TO DO | Please put the lines of the records into a Markdown table with the columns "Row" for the row number and "Line" for the line itself, beginning at the line that contains "Instruction: the image is above. Identify every tree" and stopping after the line that contains "[927,264,952,281]". Leave out any blank lines.

[Collected data]
-- BEGIN --

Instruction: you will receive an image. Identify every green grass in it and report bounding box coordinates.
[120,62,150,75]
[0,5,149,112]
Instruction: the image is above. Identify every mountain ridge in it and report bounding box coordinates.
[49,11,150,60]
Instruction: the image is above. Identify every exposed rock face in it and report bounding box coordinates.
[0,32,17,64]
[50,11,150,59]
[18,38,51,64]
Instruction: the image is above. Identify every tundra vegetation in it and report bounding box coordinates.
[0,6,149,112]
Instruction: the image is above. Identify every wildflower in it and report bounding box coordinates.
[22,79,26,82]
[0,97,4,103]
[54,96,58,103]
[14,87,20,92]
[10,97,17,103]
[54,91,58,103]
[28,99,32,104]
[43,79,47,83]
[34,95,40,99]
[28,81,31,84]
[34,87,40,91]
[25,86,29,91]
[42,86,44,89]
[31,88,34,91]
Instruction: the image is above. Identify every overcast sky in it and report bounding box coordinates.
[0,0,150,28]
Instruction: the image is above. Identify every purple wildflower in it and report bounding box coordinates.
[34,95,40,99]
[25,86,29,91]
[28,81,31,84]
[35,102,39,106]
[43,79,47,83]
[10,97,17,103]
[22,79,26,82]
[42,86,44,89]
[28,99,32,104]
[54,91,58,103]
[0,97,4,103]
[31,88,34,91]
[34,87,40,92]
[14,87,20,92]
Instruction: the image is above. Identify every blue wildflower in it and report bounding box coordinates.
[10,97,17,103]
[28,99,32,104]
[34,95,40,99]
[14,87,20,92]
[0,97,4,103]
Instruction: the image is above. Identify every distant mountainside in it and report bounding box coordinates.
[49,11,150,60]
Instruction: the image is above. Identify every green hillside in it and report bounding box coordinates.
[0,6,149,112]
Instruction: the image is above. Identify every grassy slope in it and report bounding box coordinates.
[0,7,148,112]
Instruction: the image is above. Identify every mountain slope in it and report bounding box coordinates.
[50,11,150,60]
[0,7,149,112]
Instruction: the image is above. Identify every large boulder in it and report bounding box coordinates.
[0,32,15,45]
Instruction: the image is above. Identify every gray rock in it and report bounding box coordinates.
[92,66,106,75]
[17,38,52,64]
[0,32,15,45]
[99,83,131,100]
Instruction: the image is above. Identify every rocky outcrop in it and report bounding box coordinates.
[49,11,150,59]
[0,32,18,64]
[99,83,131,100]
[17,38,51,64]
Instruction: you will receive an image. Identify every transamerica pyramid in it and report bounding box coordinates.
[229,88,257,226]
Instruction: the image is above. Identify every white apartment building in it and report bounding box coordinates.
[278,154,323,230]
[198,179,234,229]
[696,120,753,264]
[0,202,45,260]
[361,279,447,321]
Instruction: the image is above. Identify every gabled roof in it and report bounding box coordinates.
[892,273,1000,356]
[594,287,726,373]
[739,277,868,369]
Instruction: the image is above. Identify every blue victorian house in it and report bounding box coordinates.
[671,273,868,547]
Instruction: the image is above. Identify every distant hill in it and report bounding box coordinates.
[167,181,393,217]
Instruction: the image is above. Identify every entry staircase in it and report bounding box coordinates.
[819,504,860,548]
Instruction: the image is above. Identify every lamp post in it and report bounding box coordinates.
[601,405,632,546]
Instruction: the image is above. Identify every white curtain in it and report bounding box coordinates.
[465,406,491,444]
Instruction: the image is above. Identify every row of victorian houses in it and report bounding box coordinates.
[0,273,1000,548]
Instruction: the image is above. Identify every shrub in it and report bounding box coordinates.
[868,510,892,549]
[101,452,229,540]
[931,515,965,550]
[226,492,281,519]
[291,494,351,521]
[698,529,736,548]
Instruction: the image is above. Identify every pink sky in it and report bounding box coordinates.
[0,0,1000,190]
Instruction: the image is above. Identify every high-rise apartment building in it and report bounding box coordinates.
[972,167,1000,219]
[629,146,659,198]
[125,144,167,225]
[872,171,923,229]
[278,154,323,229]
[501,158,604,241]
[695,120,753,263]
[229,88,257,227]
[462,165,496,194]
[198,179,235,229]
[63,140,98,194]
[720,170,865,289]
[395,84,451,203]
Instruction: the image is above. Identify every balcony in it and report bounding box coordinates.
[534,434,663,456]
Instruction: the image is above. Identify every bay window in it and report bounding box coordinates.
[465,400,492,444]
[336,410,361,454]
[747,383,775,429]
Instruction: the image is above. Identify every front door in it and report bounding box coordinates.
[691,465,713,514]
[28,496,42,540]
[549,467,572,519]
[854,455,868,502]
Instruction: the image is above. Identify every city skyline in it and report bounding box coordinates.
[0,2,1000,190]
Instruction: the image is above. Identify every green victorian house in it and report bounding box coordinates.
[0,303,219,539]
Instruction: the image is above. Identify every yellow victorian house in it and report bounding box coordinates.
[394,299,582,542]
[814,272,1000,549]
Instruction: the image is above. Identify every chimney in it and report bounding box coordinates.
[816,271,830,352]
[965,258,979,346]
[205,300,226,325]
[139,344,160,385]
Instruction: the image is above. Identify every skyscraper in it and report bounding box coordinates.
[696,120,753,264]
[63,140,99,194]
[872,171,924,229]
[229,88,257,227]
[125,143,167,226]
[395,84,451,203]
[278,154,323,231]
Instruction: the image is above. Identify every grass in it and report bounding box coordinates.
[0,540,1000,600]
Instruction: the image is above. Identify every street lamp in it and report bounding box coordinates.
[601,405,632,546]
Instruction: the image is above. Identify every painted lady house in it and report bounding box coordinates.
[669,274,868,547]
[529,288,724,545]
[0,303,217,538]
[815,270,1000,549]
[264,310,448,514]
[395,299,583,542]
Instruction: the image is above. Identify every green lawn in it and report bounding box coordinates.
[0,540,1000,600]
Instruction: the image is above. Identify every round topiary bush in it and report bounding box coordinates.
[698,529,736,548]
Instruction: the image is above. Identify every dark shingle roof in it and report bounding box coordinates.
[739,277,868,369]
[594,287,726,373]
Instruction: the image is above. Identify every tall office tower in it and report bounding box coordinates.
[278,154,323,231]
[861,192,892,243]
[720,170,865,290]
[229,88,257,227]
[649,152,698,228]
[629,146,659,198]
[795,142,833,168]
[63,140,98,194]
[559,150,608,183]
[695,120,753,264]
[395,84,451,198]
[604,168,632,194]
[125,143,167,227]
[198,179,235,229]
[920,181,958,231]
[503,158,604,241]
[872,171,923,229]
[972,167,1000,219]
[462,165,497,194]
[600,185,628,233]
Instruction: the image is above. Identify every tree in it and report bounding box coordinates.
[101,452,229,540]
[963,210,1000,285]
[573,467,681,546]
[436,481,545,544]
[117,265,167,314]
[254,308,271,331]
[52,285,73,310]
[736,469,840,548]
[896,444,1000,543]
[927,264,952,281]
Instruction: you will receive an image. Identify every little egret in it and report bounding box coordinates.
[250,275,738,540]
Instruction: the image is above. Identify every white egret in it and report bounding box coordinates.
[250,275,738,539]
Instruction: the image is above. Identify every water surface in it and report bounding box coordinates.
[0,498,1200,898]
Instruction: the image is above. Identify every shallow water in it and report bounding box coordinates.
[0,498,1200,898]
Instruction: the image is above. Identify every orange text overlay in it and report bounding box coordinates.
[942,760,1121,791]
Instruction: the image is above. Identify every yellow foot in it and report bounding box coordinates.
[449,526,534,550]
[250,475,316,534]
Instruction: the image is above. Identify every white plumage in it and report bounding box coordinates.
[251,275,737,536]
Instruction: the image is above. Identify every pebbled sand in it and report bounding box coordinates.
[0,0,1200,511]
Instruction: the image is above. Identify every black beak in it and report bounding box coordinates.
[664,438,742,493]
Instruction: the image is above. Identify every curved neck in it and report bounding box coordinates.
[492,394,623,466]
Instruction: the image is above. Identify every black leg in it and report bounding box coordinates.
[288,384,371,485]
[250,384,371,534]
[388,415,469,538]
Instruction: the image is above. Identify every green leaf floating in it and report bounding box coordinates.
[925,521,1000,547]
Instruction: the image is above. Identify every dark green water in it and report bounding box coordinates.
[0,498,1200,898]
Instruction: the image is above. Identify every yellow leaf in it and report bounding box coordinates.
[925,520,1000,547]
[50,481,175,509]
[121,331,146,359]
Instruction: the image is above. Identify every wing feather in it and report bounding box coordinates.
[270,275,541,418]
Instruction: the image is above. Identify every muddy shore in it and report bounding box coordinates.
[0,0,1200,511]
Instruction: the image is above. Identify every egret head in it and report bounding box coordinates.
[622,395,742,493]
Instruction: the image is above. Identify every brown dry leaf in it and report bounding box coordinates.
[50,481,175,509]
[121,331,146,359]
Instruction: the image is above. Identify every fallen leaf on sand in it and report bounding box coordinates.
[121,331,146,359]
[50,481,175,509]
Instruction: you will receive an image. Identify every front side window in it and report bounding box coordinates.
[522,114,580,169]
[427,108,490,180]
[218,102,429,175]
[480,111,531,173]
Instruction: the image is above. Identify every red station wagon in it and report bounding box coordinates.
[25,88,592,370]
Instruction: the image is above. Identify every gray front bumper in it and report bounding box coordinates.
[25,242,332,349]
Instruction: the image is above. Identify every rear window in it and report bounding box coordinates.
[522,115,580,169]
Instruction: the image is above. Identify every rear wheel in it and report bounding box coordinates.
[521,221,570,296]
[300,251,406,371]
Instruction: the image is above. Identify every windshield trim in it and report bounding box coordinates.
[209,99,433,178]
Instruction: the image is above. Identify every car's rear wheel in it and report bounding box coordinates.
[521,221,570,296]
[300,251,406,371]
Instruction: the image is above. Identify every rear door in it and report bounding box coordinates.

-- END --

THE COMPLETED TASK |
| Row | Line |
|---|---|
| 1 | Instruction: the image is above. Identify every tree in it and report bounding box coordinates. |
| 2 | [101,452,229,540] |
| 3 | [963,210,1000,285] |
| 4 | [573,467,681,546] |
| 5 | [436,481,545,544] |
| 6 | [117,265,167,314] |
| 7 | [254,308,271,331] |
| 8 | [52,285,73,310] |
| 9 | [736,469,840,548] |
| 10 | [896,444,1000,543] |
| 11 | [927,264,952,281] |